■ **What the exercise asks**
Restate all of the data below word for word.
|---|
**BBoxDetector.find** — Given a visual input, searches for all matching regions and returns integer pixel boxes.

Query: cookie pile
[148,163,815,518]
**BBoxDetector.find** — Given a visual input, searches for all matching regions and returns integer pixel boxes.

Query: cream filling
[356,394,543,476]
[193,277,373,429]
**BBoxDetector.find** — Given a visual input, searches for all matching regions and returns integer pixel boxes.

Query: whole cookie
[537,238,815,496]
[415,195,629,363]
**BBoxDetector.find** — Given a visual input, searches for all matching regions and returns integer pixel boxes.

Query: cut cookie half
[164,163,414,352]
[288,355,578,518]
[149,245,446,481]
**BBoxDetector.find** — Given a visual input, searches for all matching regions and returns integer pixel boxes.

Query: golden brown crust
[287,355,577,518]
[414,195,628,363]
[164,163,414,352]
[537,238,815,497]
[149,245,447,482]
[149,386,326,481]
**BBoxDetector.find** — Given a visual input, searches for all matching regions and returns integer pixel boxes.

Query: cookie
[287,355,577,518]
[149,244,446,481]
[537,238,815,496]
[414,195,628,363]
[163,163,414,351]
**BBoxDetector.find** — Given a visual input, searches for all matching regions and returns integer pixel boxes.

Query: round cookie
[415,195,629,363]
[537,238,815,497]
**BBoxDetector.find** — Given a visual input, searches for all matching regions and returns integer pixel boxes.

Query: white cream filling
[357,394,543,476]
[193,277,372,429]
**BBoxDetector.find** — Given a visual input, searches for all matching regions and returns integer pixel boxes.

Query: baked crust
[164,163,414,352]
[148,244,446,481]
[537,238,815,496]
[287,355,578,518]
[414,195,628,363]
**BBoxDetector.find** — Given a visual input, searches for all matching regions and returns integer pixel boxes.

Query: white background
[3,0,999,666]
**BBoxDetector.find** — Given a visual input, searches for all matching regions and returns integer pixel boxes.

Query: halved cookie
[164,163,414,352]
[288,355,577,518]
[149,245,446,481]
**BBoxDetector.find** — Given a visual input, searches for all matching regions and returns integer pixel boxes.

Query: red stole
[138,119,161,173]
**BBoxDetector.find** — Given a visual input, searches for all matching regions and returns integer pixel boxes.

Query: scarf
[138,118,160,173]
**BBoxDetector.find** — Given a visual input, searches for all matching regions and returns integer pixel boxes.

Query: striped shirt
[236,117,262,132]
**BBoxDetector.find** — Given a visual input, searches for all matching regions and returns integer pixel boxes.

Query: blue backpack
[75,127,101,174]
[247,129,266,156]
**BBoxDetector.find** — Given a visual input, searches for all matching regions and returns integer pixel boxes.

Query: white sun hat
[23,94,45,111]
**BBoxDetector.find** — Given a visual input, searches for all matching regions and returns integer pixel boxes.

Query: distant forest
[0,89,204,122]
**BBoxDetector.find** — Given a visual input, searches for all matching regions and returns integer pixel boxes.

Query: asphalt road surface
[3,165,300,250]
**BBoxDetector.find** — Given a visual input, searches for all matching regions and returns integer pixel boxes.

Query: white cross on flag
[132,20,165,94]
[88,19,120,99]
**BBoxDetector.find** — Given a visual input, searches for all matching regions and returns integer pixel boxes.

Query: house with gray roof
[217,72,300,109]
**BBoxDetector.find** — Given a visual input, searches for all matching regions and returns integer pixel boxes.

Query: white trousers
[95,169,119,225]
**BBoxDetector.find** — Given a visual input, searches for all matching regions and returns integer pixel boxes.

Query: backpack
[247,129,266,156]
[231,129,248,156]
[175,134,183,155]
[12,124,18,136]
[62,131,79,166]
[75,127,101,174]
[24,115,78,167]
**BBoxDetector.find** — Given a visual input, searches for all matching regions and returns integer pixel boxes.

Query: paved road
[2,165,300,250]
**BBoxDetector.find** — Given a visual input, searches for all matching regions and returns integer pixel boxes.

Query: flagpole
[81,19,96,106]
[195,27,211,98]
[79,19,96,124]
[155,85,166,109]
|---|
■ **Exercise output**
**BBoxDetector.find** — Given a visual input, searches for all matching regions and returns integer pixel boxes.

Query: cookie pile
[148,163,815,518]
**BBoxDetector.find** — Given a visual input, searches for all matching regions and returns integer pixel boxes.

Query: cream filling
[356,394,543,476]
[193,277,373,429]
**BBoxDetector.find** — Given a visual input, searches for all matching regions and returns integer pixel boxes.

Query: whole cookie
[537,238,815,496]
[415,195,629,363]
**BBoxDetector.find** — Given a visual input, searches for all matching regions and returns integer pixel boxes.

Query: cut cookie half
[164,163,414,352]
[288,355,578,518]
[149,245,446,481]
**BBoxDetector.find** — Given a visual input, searches for all matching regions and returns integer pixel boxes.

Query: golden brown crust
[287,355,577,518]
[414,195,628,363]
[164,163,414,352]
[537,238,815,497]
[149,245,447,482]
[149,386,326,481]
**BBoxDetector.find** — Given a visual input, searches for all matching regions and returns integer pixel boxes.

Query: cookie
[287,355,577,518]
[149,244,446,481]
[537,238,815,496]
[414,195,628,363]
[163,163,414,351]
**BBoxDetector.find** — Given a visual input, searches for all matching regions and returns integer pixel boxes.

Query: round cookie
[415,195,629,363]
[537,238,815,497]
**BBoxDetector.find** — Given a visual input, searches for all matching regions and returns integer pixel boxes.

Query: white cream filling
[357,394,543,476]
[193,277,372,429]
**BBoxDetector.find** — Given a visual input, searches for all matching regions and returns integer pixel boxes.

Query: baked crust
[164,163,414,352]
[148,244,446,481]
[537,238,815,496]
[287,355,578,518]
[414,195,628,363]
**BBoxDetector.find** — Given a visual input, searches for all matching regions and returns integer pixel boxes.

Query: white background
[3,0,999,666]
**BBoxDetector.find** — Given a visual input, searches for all matching regions and returns integer pixel boxes.

Query: halved cookie
[164,163,414,352]
[288,355,577,518]
[149,245,446,481]
**BBoxDetector.find** — Given a visual input, searches for all matching regions and returns integer pixel boxes.

Query: red stole
[138,119,161,173]
**BBoxDetector.find** — Given a visual input, searches for all matching regions and returns integer pixel boxes.

Query: scarf
[138,118,160,173]
**BBoxDetector.find** — Given a visual input, searches for all matching regions and returns integer pixel boxes.

Query: striped shirt
[236,117,262,132]
**BBoxDetector.find** — Given a visual input, searches for all matching regions and returns integer pixel boxes.

Query: blue backpack
[75,127,101,174]
[247,129,266,156]
**BBoxDetector.find** — Given a visual input, searches for all matching regions and returns integer pixel boxes.

Query: white sun hat
[23,94,45,111]
**BBoxDetector.find** — Given a visual input, searches for all matching regions and returns integer pixel boxes.

Query: distant forest
[0,89,204,122]
**BBoxDetector.find** — Given a visual input, searches for all matching regions and returns integer pixel boxes.

Query: asphalt road surface
[3,165,300,250]
**BBoxDetector.find** — Given a visual input, searches for all matching regions and returns integer pixel boxes.

Query: white cross on flag
[132,20,165,94]
[88,19,120,99]
**BBoxDetector.find** — Given a visual input, searches for all matching regions and returns integer pixel boxes.

Query: house with gray roof
[217,72,300,109]
**BBoxDetector.find** — Given a visual input, searches for all matching regions and returns integer pixel boxes.

Query: white trousers
[95,169,119,225]
**BBoxDetector.find** — Given a visual input, searches for all matching regions and returns integer pixel boxes.

Query: backpack
[247,129,266,156]
[231,129,248,156]
[175,134,183,155]
[12,124,18,136]
[62,131,79,166]
[75,127,101,174]
[24,115,78,167]
**BBoxDetector.find** — Given a visual input, searches for all matching regions and returns integer pixel boxes.

Query: paved road
[2,165,300,250]
**BBoxDetector.find** — Given a visual input, searches for all matching regions and returns integer pixel boxes.

Query: flagpole
[81,19,96,106]
[195,27,211,98]
[79,19,96,124]
[155,85,166,109]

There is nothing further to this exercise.